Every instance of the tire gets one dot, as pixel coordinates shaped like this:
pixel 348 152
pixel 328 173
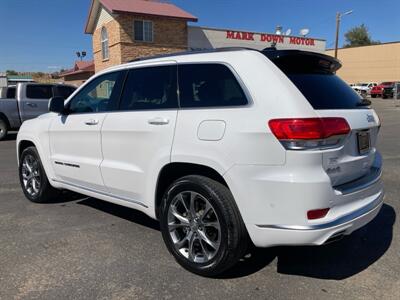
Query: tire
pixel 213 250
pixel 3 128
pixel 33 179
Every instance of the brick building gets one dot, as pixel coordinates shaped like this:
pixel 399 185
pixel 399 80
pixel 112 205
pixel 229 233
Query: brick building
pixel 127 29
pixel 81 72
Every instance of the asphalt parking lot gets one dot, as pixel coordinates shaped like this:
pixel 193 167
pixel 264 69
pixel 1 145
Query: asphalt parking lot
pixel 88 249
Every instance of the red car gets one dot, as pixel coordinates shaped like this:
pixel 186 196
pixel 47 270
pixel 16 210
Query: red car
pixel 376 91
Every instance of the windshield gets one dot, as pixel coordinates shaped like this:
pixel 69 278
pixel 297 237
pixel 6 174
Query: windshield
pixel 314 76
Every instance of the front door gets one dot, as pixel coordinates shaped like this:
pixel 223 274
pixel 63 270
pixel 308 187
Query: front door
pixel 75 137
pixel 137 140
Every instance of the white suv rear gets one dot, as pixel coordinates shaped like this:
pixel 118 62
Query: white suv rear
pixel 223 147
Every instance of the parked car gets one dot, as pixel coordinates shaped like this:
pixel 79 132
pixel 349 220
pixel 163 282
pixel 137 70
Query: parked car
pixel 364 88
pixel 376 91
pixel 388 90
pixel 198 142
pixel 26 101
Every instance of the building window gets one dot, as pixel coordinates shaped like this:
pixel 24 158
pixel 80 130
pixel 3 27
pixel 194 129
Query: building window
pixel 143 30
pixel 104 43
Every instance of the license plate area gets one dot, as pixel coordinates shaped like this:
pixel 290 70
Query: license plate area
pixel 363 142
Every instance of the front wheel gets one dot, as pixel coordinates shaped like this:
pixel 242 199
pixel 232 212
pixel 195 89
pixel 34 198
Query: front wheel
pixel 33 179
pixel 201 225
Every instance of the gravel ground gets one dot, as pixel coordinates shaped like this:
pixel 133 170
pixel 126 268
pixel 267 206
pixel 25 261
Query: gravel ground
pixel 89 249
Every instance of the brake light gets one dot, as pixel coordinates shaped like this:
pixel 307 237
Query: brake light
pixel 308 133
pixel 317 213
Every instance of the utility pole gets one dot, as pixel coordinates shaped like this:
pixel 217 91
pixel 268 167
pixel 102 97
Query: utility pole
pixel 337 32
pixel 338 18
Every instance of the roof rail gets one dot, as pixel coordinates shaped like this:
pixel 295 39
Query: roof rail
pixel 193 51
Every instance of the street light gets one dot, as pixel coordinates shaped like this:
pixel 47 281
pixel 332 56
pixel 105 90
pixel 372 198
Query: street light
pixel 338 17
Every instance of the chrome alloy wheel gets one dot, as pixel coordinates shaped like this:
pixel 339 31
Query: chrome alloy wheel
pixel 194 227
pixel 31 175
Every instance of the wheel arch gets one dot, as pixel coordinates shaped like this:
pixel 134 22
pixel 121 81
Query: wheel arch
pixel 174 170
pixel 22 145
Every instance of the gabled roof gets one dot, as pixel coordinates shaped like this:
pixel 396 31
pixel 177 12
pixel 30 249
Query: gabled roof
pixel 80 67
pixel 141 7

# # #

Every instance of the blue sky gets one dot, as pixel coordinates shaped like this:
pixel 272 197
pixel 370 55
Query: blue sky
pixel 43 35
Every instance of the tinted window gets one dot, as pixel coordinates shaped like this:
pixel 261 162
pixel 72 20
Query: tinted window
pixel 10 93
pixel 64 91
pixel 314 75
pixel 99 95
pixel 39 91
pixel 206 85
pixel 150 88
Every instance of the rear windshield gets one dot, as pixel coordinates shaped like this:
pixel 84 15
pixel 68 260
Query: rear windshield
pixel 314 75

# # #

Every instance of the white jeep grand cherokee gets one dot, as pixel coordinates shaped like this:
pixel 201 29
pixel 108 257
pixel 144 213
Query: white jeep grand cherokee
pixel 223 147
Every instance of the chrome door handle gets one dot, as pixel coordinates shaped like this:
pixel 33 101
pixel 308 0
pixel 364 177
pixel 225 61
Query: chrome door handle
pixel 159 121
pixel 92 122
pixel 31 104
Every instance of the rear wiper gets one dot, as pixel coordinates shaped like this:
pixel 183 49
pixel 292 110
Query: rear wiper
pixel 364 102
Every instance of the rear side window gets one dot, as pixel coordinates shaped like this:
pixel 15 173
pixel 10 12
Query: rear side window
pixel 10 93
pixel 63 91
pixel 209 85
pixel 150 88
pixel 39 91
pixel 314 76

# # #

▶ INSTRUCTIONS TO FOLLOW:
Starting at the line that contains "Every instance of the roof" and ending at the line that contains "pixel 31 175", write out those lines again, switching "street light" to "lamp post" and leaving all else unchanged.

▶ RESPONSE TO THE TASK:
Every instance of the roof rail gets one dot, as pixel coordinates shaped like this:
pixel 295 39
Query: roof rail
pixel 193 51
Every instance of the lamp post gets one dot, as pixel coordinates shaped like this:
pixel 47 281
pixel 332 56
pixel 105 90
pixel 372 198
Query: lamp post
pixel 338 17
Every instance of the chrome alloy wheel gets one dot, as pixel coordinates shaped like this:
pixel 339 31
Query: chrome alloy wheel
pixel 194 227
pixel 31 175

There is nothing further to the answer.